#### 任务说明
从下面介绍TAO的选段中，由含有“近来琢磨熟悉TAO的使用并写”的那句开始，写到“了个PPT,记录了全部过程。”为止，把这一部分一字不改地抄写出来。

#### 选段
▬▬▬▬▬▬
> 文档中心 > 什么是TAO以及如何安装和使用TAO

什么是TAO以及如何安装和使用TAO

NVIDIA的TAO(Train, Adapt, Optimize)Toolkit以前叫TLT(Tranfer Learning Toolkit),即迁移学习工具,关于什么是迁移学习,网上资料大把,这里只说TAO,故不多说迁移学习。只要是干过模型的,看看NVIDIA官网上给出的这张关于TAO的架构图,也能大概明白了七八分:

近来琢磨熟悉TAO的使用并写PPT给组内培训,所以对TAO的相关文档仔细过了一遍,也在不连贯的文档说明指导下琢磨了从TAO的环境安装到训练数据及预训练模型的准备和模型训练再到模型的导出成etlt文件和转换成TensorRT engine文件的全过程,感觉TAO配套的说明文档有点混乱不连贯,有部分内容还有点陈旧了,所以按照自己走通了的路写了个PPT,记录了全部过程。
▬▬▬▬▬▬
#### 提取条目
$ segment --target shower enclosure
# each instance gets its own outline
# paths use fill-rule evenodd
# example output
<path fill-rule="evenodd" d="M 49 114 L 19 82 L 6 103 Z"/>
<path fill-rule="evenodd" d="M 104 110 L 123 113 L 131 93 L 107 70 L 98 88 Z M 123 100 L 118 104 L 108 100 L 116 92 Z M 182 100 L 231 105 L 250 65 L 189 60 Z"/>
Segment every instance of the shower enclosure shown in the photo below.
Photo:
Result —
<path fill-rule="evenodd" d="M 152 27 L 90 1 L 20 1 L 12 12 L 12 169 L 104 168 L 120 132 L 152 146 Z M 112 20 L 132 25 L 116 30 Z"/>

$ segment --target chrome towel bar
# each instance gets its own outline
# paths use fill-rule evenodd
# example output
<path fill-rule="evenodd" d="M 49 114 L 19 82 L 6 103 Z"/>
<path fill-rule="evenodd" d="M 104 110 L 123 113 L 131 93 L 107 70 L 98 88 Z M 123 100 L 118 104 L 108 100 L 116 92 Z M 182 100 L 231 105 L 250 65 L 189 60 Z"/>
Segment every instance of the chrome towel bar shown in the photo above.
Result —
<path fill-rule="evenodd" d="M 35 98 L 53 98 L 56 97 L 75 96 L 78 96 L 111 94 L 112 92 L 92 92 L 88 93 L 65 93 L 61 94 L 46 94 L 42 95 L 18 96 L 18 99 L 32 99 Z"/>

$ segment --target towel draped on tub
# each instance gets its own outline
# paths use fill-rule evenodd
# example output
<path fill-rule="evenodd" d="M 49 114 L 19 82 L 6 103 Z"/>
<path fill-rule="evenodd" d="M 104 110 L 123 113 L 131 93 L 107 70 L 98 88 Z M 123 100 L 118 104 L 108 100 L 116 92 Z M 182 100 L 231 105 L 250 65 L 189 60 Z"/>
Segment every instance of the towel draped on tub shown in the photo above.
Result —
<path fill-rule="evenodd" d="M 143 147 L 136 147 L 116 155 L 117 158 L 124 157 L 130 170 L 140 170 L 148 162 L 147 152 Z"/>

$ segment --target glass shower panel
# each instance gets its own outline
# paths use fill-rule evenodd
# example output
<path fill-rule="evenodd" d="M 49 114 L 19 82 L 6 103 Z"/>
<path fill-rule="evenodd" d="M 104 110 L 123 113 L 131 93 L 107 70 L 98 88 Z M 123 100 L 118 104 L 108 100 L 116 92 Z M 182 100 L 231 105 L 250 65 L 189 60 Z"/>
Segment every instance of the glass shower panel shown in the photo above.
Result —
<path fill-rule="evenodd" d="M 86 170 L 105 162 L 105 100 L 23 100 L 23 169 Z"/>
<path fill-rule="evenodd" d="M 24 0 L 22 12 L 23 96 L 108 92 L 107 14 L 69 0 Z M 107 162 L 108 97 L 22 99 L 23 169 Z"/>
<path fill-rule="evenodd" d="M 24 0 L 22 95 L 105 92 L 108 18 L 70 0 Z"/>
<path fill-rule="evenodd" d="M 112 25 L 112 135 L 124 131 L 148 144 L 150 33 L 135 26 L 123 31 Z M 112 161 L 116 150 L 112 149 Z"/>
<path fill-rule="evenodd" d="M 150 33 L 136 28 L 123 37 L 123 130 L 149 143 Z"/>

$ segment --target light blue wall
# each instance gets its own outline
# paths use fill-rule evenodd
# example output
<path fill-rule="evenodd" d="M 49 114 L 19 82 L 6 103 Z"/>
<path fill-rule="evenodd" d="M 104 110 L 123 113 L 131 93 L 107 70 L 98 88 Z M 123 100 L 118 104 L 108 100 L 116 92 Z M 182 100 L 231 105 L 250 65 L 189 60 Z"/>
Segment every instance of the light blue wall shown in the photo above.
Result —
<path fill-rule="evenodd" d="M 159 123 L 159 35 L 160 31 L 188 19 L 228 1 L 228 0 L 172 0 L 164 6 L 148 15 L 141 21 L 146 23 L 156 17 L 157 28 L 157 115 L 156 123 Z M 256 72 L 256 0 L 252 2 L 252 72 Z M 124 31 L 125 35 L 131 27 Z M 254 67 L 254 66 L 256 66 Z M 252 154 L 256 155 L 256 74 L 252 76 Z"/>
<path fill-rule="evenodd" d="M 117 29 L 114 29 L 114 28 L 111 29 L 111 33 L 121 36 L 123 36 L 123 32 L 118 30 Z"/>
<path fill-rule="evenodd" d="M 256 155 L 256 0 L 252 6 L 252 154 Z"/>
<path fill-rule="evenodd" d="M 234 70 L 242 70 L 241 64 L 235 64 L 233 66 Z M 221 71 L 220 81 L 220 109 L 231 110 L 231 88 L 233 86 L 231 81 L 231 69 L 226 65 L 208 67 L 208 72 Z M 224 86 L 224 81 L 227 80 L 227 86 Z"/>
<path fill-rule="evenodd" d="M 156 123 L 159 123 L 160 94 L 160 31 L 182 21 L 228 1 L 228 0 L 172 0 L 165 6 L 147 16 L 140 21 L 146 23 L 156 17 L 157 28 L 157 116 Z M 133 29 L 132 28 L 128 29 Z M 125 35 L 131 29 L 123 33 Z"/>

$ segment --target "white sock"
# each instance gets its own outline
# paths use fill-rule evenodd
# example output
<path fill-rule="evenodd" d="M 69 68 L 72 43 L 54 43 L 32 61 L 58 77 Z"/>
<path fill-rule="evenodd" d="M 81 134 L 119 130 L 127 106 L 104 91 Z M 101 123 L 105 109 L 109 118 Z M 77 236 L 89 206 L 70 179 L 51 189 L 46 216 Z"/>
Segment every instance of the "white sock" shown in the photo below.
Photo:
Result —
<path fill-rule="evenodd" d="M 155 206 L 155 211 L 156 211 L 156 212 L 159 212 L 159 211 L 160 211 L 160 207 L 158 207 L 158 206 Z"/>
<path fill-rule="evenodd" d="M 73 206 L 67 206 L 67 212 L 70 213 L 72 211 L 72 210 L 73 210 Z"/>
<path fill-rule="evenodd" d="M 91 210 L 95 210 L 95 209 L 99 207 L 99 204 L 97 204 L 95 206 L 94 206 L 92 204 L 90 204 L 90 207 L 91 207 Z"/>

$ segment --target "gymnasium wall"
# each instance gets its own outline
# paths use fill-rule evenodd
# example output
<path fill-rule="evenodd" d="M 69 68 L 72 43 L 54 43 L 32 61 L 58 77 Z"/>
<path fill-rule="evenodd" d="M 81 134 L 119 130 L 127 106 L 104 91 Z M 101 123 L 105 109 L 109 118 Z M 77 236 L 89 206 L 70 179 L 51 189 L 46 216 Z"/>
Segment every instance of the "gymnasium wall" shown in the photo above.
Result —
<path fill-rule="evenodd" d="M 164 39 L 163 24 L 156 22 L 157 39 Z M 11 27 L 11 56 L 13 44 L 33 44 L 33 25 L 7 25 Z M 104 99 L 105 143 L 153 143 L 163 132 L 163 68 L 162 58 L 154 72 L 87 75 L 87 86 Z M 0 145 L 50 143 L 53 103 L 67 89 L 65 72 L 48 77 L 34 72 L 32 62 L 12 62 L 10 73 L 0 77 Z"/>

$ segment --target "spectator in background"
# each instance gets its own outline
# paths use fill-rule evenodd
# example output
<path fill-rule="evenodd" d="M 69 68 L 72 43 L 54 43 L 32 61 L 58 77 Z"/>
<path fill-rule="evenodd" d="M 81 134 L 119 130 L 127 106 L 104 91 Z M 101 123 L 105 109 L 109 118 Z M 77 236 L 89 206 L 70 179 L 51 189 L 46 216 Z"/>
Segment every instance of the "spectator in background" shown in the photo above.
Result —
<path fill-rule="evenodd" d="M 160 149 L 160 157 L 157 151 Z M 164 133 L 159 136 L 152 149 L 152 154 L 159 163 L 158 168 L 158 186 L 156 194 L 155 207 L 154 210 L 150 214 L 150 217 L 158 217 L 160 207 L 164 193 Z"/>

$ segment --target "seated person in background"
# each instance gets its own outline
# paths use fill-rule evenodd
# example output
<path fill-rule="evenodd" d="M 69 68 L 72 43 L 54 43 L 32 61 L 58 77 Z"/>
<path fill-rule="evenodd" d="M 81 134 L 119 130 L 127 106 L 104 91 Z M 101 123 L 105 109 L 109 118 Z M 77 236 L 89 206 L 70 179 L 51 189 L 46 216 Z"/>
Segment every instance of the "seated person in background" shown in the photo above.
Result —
▬▬▬▬▬▬
#### 结果
近来琢磨熟悉TAO的使用并写PPT给组内培训,所以对TAO的相关文档仔细过了一遍,也在不连贯的文档说明指导下琢磨了从TAO的环境安装到训练数据及预训练模型的准备和模型训练再到模型的导出成etlt文件和转换成TensorRT engine文件的全过程,感觉TAO配套的说明文档有点混乱不连贯,有部分内容还有点陈旧了,所以按照自己走通了的路写了个PPT,记录了全部过程。